§ WHAT YOU WILL DO: Among the entries below, one stretch runs from the line that contains "Each instance receives one keypoint. Annotate the grassy meadow" through the line that contains "Each instance receives one keypoint. Annotate the tree foliage". Repeat that stretch exactly, ends included, and only that.

[Records from a collection]

══════════════════════════════

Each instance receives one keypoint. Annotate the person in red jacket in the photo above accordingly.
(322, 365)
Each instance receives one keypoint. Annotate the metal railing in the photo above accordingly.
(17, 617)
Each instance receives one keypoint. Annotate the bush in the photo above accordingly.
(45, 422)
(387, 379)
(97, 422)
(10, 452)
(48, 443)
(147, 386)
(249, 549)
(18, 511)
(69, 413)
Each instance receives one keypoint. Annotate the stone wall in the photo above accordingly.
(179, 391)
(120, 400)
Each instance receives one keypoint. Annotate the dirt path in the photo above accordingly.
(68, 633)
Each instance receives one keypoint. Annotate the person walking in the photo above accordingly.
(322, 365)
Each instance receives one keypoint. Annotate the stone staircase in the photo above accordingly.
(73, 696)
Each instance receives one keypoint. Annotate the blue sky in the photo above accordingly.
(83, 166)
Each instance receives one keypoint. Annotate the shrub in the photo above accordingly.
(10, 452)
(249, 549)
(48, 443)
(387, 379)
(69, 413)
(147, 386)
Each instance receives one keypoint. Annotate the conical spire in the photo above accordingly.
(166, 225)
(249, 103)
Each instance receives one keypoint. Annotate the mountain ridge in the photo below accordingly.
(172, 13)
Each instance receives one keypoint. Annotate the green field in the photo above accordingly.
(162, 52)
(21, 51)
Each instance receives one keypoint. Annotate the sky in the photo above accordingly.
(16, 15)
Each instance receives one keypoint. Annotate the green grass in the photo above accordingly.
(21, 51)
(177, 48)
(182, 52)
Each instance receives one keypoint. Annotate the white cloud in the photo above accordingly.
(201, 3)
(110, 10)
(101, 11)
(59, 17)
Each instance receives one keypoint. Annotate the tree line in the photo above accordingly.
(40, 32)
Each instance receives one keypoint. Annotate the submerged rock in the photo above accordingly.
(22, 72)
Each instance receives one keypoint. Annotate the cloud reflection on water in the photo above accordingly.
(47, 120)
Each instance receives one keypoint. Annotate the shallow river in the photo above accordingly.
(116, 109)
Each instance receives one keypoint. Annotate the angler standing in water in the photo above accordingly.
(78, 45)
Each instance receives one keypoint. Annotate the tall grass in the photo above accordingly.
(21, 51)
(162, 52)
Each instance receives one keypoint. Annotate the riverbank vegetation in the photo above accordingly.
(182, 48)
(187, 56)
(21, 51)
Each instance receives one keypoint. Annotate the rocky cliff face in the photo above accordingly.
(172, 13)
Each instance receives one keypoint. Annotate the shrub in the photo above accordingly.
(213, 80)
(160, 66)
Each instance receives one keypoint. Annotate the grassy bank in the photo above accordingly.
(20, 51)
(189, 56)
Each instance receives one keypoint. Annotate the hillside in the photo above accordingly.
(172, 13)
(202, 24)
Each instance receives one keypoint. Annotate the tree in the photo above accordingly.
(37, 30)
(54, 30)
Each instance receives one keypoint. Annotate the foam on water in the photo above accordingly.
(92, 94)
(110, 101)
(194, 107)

══════════════════════════════

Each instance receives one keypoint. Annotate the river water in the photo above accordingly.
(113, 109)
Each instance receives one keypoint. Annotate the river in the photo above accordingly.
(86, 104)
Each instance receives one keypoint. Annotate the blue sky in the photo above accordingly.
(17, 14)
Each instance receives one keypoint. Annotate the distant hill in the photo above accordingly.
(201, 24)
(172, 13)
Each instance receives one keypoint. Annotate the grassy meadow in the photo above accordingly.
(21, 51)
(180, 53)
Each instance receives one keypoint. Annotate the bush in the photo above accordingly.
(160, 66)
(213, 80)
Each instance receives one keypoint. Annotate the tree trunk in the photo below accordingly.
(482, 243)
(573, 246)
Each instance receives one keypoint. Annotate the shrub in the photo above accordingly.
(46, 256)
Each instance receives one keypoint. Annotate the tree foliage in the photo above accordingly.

══════════════════════════════

§ WRITTEN RESPONSE:
Each instance receives one keypoint. Annotate the grassy meadow in the photo above accordingly.
(21, 51)
(180, 53)
Each instance receives one keypoint. Annotate the bush in the photo above accordingly.
(160, 66)
(213, 80)
Each instance receives one keypoint. Annotate the tree trunk in the photo below accordingly.
(482, 243)
(573, 246)
Each instance receives one keypoint. Annotate the shrub in the photo above accordingly.
(46, 256)
Each instance receives one keypoint. Annotate the tree foliage in the photo above accordingly.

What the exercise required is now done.